Collected data entries:
Begin

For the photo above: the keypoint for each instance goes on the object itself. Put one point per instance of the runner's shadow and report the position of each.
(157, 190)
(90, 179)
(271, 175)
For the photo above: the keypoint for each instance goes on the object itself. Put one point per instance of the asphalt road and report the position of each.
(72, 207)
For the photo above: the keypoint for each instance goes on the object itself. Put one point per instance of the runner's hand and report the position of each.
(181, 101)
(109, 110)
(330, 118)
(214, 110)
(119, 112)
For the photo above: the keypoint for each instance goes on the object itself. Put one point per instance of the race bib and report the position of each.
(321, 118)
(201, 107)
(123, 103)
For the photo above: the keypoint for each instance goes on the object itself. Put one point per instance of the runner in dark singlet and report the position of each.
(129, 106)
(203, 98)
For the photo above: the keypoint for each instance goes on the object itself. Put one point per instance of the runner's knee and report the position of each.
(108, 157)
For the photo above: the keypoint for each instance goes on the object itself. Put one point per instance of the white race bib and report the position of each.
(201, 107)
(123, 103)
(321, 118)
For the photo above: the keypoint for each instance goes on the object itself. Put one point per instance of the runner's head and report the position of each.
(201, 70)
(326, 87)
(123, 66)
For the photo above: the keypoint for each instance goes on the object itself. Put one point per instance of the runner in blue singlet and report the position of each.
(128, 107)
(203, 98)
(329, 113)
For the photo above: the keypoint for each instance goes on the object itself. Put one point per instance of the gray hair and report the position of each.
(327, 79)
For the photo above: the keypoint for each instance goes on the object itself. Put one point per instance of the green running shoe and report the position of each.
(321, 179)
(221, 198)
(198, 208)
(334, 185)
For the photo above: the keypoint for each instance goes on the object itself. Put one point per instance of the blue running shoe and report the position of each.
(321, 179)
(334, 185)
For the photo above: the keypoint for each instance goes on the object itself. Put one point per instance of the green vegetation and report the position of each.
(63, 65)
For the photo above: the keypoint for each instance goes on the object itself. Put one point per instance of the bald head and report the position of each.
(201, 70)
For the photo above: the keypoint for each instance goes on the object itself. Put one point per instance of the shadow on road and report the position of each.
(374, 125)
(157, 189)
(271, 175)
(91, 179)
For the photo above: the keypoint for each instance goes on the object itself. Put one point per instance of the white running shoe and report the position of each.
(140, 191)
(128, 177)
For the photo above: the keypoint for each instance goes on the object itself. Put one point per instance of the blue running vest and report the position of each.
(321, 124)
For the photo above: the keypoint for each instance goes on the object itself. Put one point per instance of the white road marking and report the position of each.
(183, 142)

End

- _What you have to do_
Set down the listing above in full, please, exactly as it appears.

- _Response_
For the photo above: the keypoint for each instance goes on the object itself. Put one point per instance of the runner's shadow and report the position of each.
(157, 190)
(90, 179)
(271, 175)
For the photo above: the keypoint for each instance goes on the object itself. Put one point per instance of the asphalt road and report the position of each.
(72, 207)
For the photo above: the keypoint for each instance goes on the object itself. Put one point per instance of the runner's hand and report the position of each.
(181, 101)
(109, 110)
(330, 118)
(214, 110)
(119, 112)
For the photo above: the keypoint for each instance goes on the object itself. Put one point per instance of the race bib and report the position of each.
(321, 118)
(201, 107)
(123, 103)
For the photo above: the keypoint for each instance goes on the object itself. Put one point per instance of the runner in dark singlet and report the position of each.
(129, 106)
(203, 98)
For the photo above: the keypoint for each instance goes on the object itself. Put one point per instance of the runner's knee and report the position of each.
(108, 157)
For the photo above: the keypoint for each instance goes on the object itself. Put one point per instance of the white race bib and report the position of each.
(201, 107)
(123, 103)
(321, 118)
For the photo above: the keypoint for each instance goes on the object itself. Put one point per instance of the runner's head and report the position of each.
(201, 70)
(326, 87)
(123, 66)
For the photo above: the keypoint for each instance goes on the object itself. Put one point per instance of the runner in blue singlet and report the position of each.
(128, 107)
(203, 98)
(329, 113)
For the photo above: the keypoint for each instance goes on the object itself. Put one point per instance of the gray hair and report the position of each.
(327, 79)
For the photo above: the keypoint for each instance goes on the object itself. Put one point per instance of the green running shoe and report the position of each.
(321, 179)
(221, 198)
(198, 208)
(334, 185)
For the photo above: the keypoint for each instance goes on the object itself. Put one point per instance of the blue running shoe and report the position of each.
(321, 179)
(334, 185)
For the photo above: the keypoint for each instance goes on the object itself. Put one point per instance of the green vegetation and report the position of each.
(63, 65)
For the photo above: the keypoint for each instance goes on the object itself. Put one point per instance of the bald head and report the position of each.
(201, 70)
For the photo above: the keypoint for each instance goes on the object itself. Put one point per instance of the shadow on road and report the position of each.
(374, 125)
(157, 189)
(271, 175)
(91, 179)
For the photo above: the keypoint for each instance goes on the object itself. Put one point per instance of the white running shoe and report the position of each.
(140, 191)
(128, 177)
For the photo above: the keypoint for each instance goes on the object itself. Put one point per instance of the blue running vest and report the position of each.
(321, 124)
For the photo above: the keypoint for each instance goes on the object itself. Put one point per instance of the white road marking and report the position of each.
(183, 142)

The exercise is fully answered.